ASSIGNMENT A:
According to the translation notes, how many possible codons are there, and how many amino acids do they code for?
ASSIGNMENT B:
For each statement, decide whether it agrees with the translation notes. Answer yes or no, and quote the deciding words from the notes. (i) Ribosomes consist of two subunits. (ii) The wobble position is the first position in tRNA-codon pairing. (iii) tRNA uses anticodons to match amino acids with codons in mRNA.
ASSIGNMENT C:
Resume the translation notes after their last step, and keep going from there.

Structure and Function of Codons

  • Codons are three-nucleotide sequences in mRNA, coding for specific amino acids, with one codon acting as the start and others as stop codons.

  • There are 64 possible codons coding for only 20 amino acids, showcasing the redundancy in the genetic code.

Wobble Position in tRNA Pairing

  • Wobble Position: The third position in a tRNA-codon pairing may bind less stringently, allowing for variability without altering the amino acid.

Requirements for Translation

  • Translation necessitates:

    • mRNA

    • Ribosomes

    • Transfer RNA (tRNA)

    • Functions as a molecular interpreter, carrying amino acids and matching them with codons in mRNA using anticodons.

Role of Ribosomes

  • Ribosomes coordinate mRNA and tRNA functions.

  • Composed of two subunits made of proteins and ribosomal RNA (rRNA).

Translation Process Steps

  1. Newly transcribed mRNA binds to a ribosome.

  2. The ribosome translates mRNA in groups of three nucleotides (codons).

    • Each codon specifies an amino acid, delivered by tRNA via anticodons.

  3. When the right tRNA binds, its amino acid is added to the growing polypeptide chain, and the ribosome advances to the next codon.

GIVEN MATERIAL:
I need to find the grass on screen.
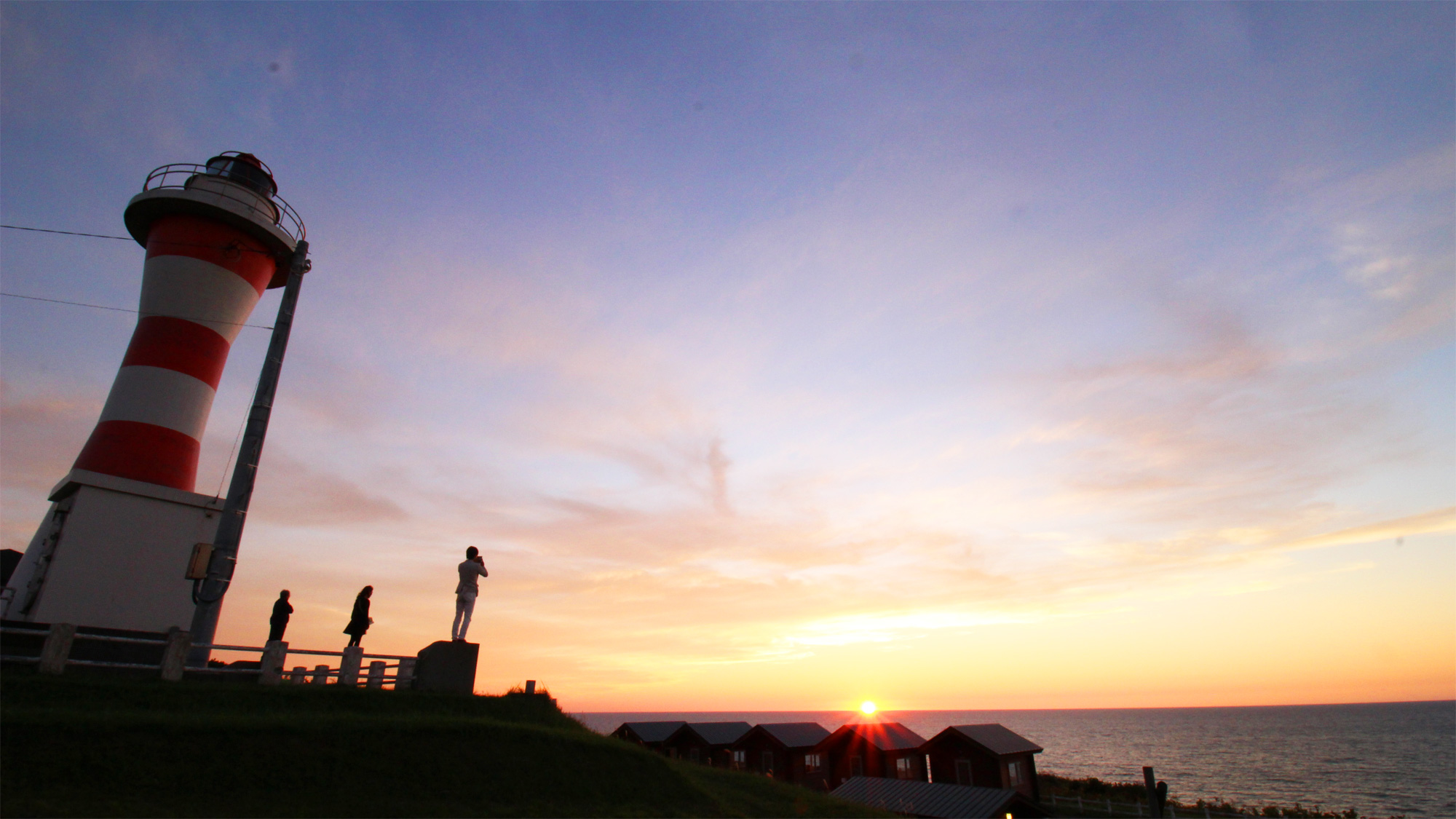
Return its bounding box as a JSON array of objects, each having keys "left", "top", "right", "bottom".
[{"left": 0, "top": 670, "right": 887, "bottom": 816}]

EXPECTED ANSWER A:
There are 64 possible codons, and they code for only 20 amino acids.

EXPECTED ANSWER B:
(i) Yes: "Composed of two subunits made of proteins and ribosomal RNA (rRNA)."
(ii) No: "The third position in a tRNA-codon pairing may bind less stringently"
(iii) Yes: "carrying amino acids and matching them with codons in mRNA using anticodons."

EXPECTED ANSWER C:
  4. The completed amino acid chain detaches from the ribosome and folds into its functional shape.

    • mRNA and tRNA can be reused for multiple proteins.

Gene Expression Practice

  • Engage in exercises that require pairing of mRNA, tRNA (anticodon), and identifying amino acids using the codon table.

Genetic Code: Universal Implications

  • The universal nature of the genetic code enables programming of one species to produce proteins from another by transplanting foreign DNA (transgenic organisms).

  • Genetic engineering implies manipulating an organism's genome; organisms with recombinant genes are termed genetically modified organisms (GMOs).

Examples of Genetic Engineering

  • Moon Parka winter coat made of genetically modified spider silk.

  • Genetically modified corn and soybeans possess genes for natural insecticides.

  • Crops engineered for herbicide resistance.

  • Insulin produced by genetically modified bacteria.

Components of Genes

  • Genes consist of:

    • Regulatory Sequences: Dictate when and how much protein is synthesized.

    • Coding Sequences: Determine the amino acid sequence of the resulting protein.

Steps in Genetic Engineering

Step 1: Creating a Recombinant Gene

  • A recombinant gene combines segments from different genes not previously together in nature, e.g., joining yeast regulatory sequence with spidroin coding sequence.

Step 2: Inserting Recombinant Gene

  • Insert the recombinant gene into a vector (loop of DNA) and then into living cells, such as yeast.

Industrial Scaling in Genetic Engineering

  • Transferring genes for desired proteins to bacteria or yeast enables large-scale production of proteins that naturally occur in low quantities.

  • Example: Humulin (1982) was the first bioengineered pharmaceutical product aiding diabetes management and produced using a fermentation process.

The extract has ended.